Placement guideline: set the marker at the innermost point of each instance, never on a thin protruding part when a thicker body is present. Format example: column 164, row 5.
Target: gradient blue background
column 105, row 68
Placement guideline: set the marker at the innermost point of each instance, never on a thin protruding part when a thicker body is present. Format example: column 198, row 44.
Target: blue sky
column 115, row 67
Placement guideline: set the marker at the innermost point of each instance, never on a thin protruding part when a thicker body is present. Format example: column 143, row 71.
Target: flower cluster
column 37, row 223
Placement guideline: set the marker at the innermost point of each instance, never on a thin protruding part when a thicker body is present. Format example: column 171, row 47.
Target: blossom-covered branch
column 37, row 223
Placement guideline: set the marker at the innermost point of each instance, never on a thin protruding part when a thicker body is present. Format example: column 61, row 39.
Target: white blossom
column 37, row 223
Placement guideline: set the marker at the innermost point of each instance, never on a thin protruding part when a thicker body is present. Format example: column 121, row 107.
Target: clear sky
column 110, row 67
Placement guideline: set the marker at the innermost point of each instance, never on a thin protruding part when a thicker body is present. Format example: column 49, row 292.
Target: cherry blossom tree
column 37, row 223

━━━━━━━━━━

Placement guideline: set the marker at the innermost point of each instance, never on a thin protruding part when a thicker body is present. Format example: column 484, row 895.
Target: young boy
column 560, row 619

━━━━━━━━━━

• **GOAL**
Locate each line in the records above that contains the string "blue" and copy those lines out in full. Case counts, so only matches with the same capitalization qualify.

• **THE REPLY**
Target: gradient blue background
Target: blue sky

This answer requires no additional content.